Try 'HC3' for your covariance matrix type.

Note: If you have not had econometrics yet, this probably doesn't make much sense to you. That's okay—just skip it.

  1. Let's add some more regressors. Estimate
    $$ \log(wage) = \beta_0 + \beta_1 educ + \beta_2 exper + \beta_3 exper^2 + \beta_4I_m + \epsilon$$

where \(I_m\) is a variable equal to 1 if the worker is a married.

Plotting the regression line

Recall that seaborn gives us an easy way to compute a regplot but will not give us the coefficients of the regression line. Here, we explore how to compute the regression and plot the line. The pros: we know exactly what regression we are using and we can control it. Cons: its more coding. This is the usual tradeoff of doing more work to ensure that we understand exactly what is being done.

In a two-variable regression (or in a scatter plot) we can plot the regression line. We use the data and the estimated coefficients. The estimated coefficients are in the results object params.

If you finish early, try these next two problems on your own (don't look at my code). We will go through them in class together.

  1. Scatter plot the data (this is the same as part 2.) and add the regression line for the model
$$log(y) = \beta_0 + \beta_1 edu + \epsilon.$$

Again, this is the regression from part 3. You might still have the results in prac_results.

To plot the regression line you will need to create some x data and then apply the parameters. I used something like this

y = [p.Intercept + p.educ*i for i in x]

where p hold the parameters from my results and x holds a few x data points.

# Just in case we changed some stuff above, re-run the regression.
prac_results = smf.ols('np.log(wage) ~ educ', data=wage1).fit()
# Create the line of best fit to plot
p = prac_results.params                                # params from the model fit
print(p)
print(type(p))
# I'm drawing a line, so I only need two points. 
x = [wage1['educ'].min(), wage1['educ'].max()]

y = [p.Intercept + p.educ*i for i in x]    
fig, ax = plt.subplots(figsize=(10,6))

# Plot the data
ax.scatter(wage1['educ'], wage1['lwage'], marker='o', alpha = 0.5 )

# Plot the regression line.
ax.plot(x,y, color='black')

(Entries from a data source)
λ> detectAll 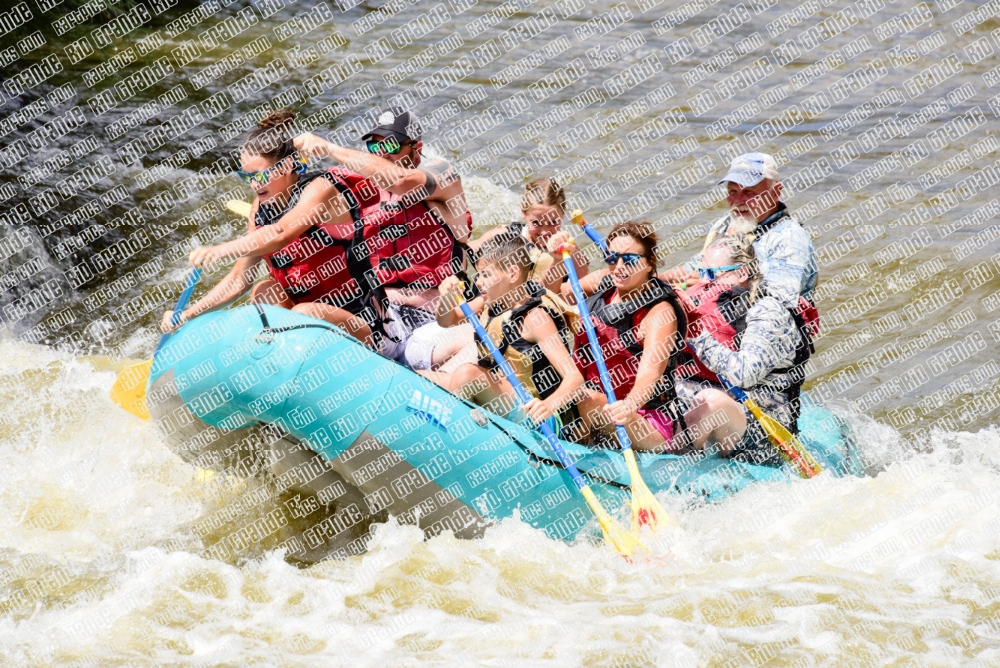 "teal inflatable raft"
[147,306,862,561]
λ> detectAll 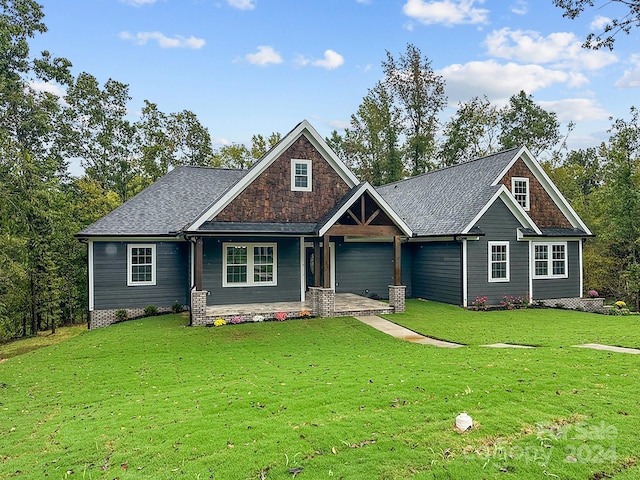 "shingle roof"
[377,148,520,236]
[78,166,247,237]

- THE PROBLEM: Please state where the estimated coefficients are found, according to the regression text above.

- EXERCISE RESPONSE: They are in the results object params.